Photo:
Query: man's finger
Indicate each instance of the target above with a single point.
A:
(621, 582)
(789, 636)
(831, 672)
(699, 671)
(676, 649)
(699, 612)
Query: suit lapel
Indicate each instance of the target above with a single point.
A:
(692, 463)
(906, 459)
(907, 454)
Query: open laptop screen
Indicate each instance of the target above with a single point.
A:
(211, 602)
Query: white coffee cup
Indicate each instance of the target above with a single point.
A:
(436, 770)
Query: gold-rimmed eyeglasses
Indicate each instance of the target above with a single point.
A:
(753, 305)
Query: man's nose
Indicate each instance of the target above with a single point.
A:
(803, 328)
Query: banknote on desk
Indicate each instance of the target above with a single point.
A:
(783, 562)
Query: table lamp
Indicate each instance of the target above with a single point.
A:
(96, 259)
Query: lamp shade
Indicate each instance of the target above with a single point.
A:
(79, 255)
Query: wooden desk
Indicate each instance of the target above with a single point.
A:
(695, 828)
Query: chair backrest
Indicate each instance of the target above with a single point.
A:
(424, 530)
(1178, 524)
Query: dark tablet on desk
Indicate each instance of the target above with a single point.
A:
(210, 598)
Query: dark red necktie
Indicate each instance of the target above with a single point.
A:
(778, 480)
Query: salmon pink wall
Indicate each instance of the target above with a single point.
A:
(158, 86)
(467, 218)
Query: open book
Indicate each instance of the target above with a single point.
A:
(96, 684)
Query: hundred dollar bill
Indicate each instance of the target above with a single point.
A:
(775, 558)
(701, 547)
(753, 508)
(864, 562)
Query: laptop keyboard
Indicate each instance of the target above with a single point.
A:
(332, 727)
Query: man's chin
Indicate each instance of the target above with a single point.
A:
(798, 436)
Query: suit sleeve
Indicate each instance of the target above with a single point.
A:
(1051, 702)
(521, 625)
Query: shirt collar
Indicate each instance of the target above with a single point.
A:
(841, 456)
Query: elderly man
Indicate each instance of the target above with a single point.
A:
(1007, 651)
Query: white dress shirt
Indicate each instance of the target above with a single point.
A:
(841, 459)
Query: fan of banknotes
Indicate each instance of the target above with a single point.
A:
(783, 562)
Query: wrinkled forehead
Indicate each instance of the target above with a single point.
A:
○ ○ ○ ○ ○ ○ ○
**EXERCISE INSTRUCTIONS**
Nothing above should be left out. Print all the records exactly.

**OUTPUT FOR THIS EXERCISE**
Photo:
Query: man's finger
Indicate each instance of the target above with a single point.
A:
(621, 582)
(789, 636)
(831, 672)
(699, 671)
(676, 649)
(699, 612)
Query: suit lapel
Indicate each instance of the target above with a single point.
A:
(692, 463)
(906, 459)
(907, 454)
Query: open laptop screen
Indicate each instance of the target above with a single point.
A:
(211, 602)
Query: white coffee cup
Indicate each instance of the target above with a single point.
A:
(436, 770)
Query: gold-rimmed eyeglasses
Indicate each instance of the target above with a single point.
A:
(753, 305)
Query: man's nose
Indicate each instance of the target above with a single point.
A:
(803, 328)
Query: banknote on desk
Indicate each instance of the target above with a single point.
A:
(783, 562)
Query: table lamp
Indicate each instance of the target above with a single point.
A:
(96, 259)
Query: lamp shade
Indicate each instance of the target above with a single point.
A:
(79, 255)
Query: wooden desk
Indicate each instance of the target above with a single point.
A:
(695, 828)
Query: chair backrest
Indicate each instance of the target above with a single point.
A:
(424, 530)
(1178, 524)
Query: dark tablet on desk
Indicate each instance of the target above with a single point.
A:
(210, 598)
Query: dark red necktie
Indicate each instance of the target above with a single point.
A:
(778, 480)
Query: salmon pink wall
Indicate each instance of the target above with a single point.
A:
(158, 86)
(467, 218)
Query: open book
Indicate each instance of the target above with a single point.
A:
(96, 684)
Query: hundred dollar bill
Indicate each instance of the target above with a single point.
A:
(775, 558)
(701, 547)
(753, 508)
(864, 562)
Query: laptop keyboard
Indicate each instance of the target above with a single point.
A:
(332, 727)
Query: man's chin
Indicate each instance of the target above with a single point.
A:
(798, 436)
Query: suit sleeve
Indicate each instance of the target above with a single point.
A:
(1051, 702)
(521, 625)
Query: shirt collar
Indicate each instance of the target above with a single point.
A:
(841, 456)
Query: elderly man
Indicate each instance of the target above with a single point.
A:
(1007, 651)
Query: white dress shirt
Indicate each instance of the target above with a single point.
A:
(841, 459)
Query: fan of banknotes
Indicate each instance of the target above with a single point.
A:
(783, 562)
Query: wrinkled forehead
Indicate each instance of the target above with a single point.
A:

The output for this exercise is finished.